START Exercise passage
Coeliac disease is an autoimmune disease where eating gluten causes the body to produce antibodies that attack the bodies own tissues.
Gluten is a protein occurring in wheat, barley, rye, spelt and in some cases oats. It acts like a glue binding flours together and providing elasticity in bread. In some people, consumption of even small amounts of gluten causes an immune reaction leading to inflammation and damage to the lining of the small intestine, causing a diverse spectrum of symptoms. In healthy people, the walls of the intestine are covered with fingerlike projections called villi, which increase the surface and contact area for absorption of nutrients. Gluten can cause the villi to be flattened and the intestinal membrane to be damaged. This means the intestinal wall is no longer able to absorb nutrients properly, causing malabsorption syndrome and various nutritional deficits.
Gluten intolerance is one of the most common disorders worldwide. In European countries the incidence of coeliac disease is thought to be 1 in 100 but only 10-15% of people are diagnosed.
END Exercise passage
START Dataset content
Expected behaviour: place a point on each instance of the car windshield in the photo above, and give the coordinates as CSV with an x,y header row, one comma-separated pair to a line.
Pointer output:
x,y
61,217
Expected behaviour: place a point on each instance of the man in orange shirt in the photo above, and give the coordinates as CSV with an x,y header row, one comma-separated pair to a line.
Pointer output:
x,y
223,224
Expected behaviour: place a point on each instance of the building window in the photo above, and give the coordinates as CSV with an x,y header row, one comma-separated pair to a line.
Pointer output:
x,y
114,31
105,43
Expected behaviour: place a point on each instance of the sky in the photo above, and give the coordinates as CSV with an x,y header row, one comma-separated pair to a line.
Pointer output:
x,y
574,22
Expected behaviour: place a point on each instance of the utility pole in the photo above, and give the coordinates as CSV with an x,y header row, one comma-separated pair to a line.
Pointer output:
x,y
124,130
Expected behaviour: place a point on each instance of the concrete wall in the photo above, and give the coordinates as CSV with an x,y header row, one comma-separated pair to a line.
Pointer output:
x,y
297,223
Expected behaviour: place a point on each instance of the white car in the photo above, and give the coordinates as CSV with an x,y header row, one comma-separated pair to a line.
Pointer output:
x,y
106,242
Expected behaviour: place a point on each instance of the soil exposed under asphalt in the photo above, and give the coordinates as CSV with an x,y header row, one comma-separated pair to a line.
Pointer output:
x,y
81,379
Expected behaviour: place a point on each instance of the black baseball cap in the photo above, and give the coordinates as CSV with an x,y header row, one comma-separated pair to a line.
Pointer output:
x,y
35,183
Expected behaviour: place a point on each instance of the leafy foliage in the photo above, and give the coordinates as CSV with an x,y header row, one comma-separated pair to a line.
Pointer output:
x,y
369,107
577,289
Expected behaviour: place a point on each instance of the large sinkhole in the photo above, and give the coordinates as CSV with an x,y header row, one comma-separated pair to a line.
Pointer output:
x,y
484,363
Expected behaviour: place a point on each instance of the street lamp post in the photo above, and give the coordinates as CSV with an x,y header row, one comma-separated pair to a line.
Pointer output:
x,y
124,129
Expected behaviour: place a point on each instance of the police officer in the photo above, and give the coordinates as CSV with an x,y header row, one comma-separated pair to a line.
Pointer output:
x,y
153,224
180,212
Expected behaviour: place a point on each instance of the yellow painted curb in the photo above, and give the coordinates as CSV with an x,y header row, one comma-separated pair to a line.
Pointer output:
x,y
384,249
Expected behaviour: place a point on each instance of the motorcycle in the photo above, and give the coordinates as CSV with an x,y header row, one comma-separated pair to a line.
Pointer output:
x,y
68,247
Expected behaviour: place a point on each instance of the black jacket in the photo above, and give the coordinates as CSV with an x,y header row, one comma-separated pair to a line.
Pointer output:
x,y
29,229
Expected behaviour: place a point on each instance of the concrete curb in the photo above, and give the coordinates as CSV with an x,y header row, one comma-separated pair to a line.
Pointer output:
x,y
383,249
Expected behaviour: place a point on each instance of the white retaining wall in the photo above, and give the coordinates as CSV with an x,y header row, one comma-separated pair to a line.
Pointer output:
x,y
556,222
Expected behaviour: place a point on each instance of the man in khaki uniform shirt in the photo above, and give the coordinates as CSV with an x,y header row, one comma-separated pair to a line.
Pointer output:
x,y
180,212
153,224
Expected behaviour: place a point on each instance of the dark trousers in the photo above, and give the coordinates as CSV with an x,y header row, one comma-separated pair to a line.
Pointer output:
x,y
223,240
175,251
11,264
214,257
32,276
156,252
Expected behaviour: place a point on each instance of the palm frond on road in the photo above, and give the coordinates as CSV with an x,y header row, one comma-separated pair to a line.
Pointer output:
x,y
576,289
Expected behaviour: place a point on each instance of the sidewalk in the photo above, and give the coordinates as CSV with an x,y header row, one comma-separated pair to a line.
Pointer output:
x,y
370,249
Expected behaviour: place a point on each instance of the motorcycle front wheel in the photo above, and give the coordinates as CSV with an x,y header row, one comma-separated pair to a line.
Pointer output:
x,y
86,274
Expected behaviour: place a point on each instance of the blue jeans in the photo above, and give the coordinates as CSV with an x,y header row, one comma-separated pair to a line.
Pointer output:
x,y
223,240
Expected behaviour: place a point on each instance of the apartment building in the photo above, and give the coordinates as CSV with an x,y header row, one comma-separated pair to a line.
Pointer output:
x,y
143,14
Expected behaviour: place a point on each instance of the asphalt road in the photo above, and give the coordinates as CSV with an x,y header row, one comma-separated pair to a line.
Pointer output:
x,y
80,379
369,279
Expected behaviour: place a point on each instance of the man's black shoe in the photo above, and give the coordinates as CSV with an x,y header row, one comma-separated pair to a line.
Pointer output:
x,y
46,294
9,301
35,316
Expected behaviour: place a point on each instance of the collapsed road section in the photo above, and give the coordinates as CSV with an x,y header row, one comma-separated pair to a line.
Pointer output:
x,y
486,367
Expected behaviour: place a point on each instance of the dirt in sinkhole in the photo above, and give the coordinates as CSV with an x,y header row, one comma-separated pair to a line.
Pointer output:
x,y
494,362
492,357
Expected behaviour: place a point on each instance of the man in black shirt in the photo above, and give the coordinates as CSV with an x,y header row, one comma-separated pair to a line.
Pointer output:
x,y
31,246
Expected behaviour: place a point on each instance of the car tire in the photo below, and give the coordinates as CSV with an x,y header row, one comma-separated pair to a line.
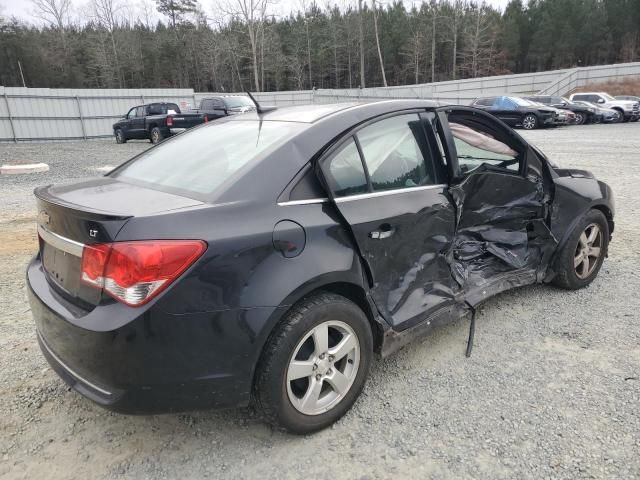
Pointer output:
x,y
120,138
156,135
572,275
530,122
290,404
620,118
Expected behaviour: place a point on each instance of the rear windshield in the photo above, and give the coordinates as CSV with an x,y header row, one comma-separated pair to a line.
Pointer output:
x,y
196,163
236,102
162,108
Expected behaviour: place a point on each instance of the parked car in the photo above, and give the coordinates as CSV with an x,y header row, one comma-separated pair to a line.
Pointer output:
x,y
583,114
632,98
265,257
517,112
628,110
602,115
221,106
155,121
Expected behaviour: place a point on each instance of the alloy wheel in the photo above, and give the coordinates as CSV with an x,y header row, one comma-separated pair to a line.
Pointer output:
x,y
588,251
529,122
323,367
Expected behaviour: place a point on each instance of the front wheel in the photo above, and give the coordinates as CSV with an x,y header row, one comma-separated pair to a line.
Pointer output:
x,y
120,138
156,135
315,365
530,122
579,261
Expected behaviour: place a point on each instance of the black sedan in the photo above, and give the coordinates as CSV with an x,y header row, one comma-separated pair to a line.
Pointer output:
x,y
266,257
518,112
583,113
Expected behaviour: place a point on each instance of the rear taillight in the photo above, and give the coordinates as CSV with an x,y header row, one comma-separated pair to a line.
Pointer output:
x,y
135,272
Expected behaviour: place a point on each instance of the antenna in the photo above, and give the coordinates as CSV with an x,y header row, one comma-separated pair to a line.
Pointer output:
x,y
259,109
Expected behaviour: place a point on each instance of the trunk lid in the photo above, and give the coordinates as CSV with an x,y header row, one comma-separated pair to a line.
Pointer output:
x,y
85,213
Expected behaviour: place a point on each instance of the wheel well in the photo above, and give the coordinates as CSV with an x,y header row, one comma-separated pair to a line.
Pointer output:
x,y
608,215
357,295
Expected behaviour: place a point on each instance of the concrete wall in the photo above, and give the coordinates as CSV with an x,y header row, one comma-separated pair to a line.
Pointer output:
x,y
32,114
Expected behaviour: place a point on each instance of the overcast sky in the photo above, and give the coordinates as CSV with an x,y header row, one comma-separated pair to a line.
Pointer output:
x,y
23,9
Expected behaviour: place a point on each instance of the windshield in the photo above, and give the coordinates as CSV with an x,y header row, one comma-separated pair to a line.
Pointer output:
x,y
196,163
521,101
236,102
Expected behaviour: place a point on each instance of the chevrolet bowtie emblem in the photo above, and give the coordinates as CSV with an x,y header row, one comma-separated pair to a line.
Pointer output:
x,y
43,217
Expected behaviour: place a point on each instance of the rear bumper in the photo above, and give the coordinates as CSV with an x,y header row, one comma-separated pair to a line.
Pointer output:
x,y
153,363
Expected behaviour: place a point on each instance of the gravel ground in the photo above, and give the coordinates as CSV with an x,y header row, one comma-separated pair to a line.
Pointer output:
x,y
552,389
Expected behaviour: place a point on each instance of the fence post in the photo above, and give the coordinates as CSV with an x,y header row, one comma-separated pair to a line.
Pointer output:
x,y
84,132
13,130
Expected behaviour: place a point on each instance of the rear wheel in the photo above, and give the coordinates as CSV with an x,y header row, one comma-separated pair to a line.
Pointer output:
x,y
620,117
120,138
156,135
530,122
582,256
315,365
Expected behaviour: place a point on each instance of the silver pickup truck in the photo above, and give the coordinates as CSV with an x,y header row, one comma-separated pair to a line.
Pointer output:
x,y
628,109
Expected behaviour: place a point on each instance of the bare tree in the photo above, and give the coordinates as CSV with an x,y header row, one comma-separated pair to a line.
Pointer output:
x,y
375,27
106,13
476,57
361,40
252,12
55,13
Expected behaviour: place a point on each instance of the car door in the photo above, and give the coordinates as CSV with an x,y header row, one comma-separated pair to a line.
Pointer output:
x,y
502,193
126,124
137,123
505,110
391,189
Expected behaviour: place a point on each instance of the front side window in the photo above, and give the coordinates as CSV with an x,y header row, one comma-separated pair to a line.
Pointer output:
x,y
393,151
476,148
201,160
345,173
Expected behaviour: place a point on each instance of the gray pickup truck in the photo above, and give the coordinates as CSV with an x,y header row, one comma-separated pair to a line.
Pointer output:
x,y
155,122
628,109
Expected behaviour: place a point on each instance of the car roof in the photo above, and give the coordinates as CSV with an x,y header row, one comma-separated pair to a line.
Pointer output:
x,y
315,113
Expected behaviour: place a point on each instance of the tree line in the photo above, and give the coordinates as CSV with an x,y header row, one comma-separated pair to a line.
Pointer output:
x,y
328,45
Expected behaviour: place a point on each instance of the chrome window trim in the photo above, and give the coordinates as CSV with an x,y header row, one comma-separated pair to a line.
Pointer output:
x,y
384,193
69,370
61,243
310,201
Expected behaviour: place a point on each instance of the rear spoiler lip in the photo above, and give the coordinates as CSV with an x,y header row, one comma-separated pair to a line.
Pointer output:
x,y
41,193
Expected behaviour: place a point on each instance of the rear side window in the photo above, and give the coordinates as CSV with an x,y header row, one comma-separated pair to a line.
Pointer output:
x,y
393,152
346,173
199,161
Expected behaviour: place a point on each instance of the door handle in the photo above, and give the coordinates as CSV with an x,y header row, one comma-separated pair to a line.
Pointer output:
x,y
385,231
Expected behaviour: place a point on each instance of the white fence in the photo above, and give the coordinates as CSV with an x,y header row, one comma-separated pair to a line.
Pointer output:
x,y
31,114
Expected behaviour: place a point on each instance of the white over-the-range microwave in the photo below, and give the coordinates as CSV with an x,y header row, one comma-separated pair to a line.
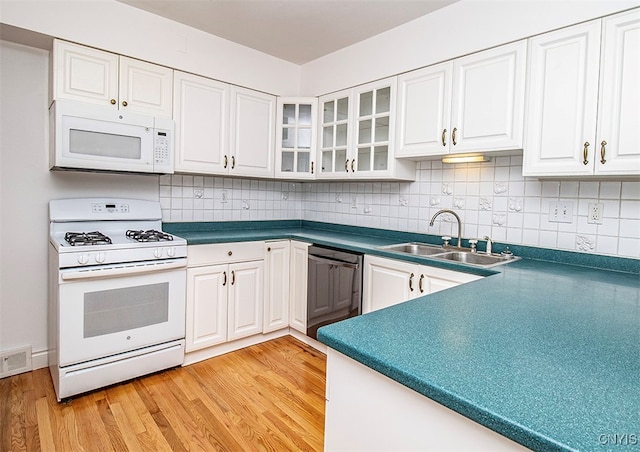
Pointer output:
x,y
98,138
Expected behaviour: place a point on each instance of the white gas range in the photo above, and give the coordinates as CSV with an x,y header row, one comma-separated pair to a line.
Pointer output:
x,y
116,293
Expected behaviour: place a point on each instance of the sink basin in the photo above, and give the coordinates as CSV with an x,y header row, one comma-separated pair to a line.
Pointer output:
x,y
415,248
463,256
484,260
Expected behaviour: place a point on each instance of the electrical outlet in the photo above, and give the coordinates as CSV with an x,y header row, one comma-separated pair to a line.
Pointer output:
x,y
561,212
596,210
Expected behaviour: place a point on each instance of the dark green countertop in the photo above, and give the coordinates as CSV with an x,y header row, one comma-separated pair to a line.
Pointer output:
x,y
545,353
END Dataset content
= Activity 1 =
Reproduce the stretch of the coeliac disease passage from "Gluten is a" through "various nutritional deficits.".
= Activity 2 =
Answer these questions from the coeliac disease passage:
(a) What are the fingerlike projections on the walls of the intestine in healthy people called?
(b) What role does gluten play in bread?
(c) What percentage of people with coeliac disease in European countries are diagnosed?
The data above comes from a different source than the coeliac disease passage.

= Task solution 1 =
Gluten is a protein occurring in wheat, barley, rye, spelt and in some cases oats. It acts like a glue binding flours together and providing elasticity in bread. In some people, consumption of even small amounts of gluten causes an immune reaction leading to inflammation and damage to the lining of the small intestine, causing a diverse spectrum of symptoms. In healthy people, the walls of the intestine are covered with fingerlike projections called villi, which increase the surface and contact area for absorption of nutrients. Gluten can cause the villi to be flattened and the intestinal membrane to be damaged. This means the intestinal wall is no longer able to absorb nutrients properly, causing malabsorption syndrome and various nutritional deficits.

= Task solution 2 =
(a) Villi.
(b) It acts like a glue, binding flours together and providing elasticity.
(c) Only 10-15%.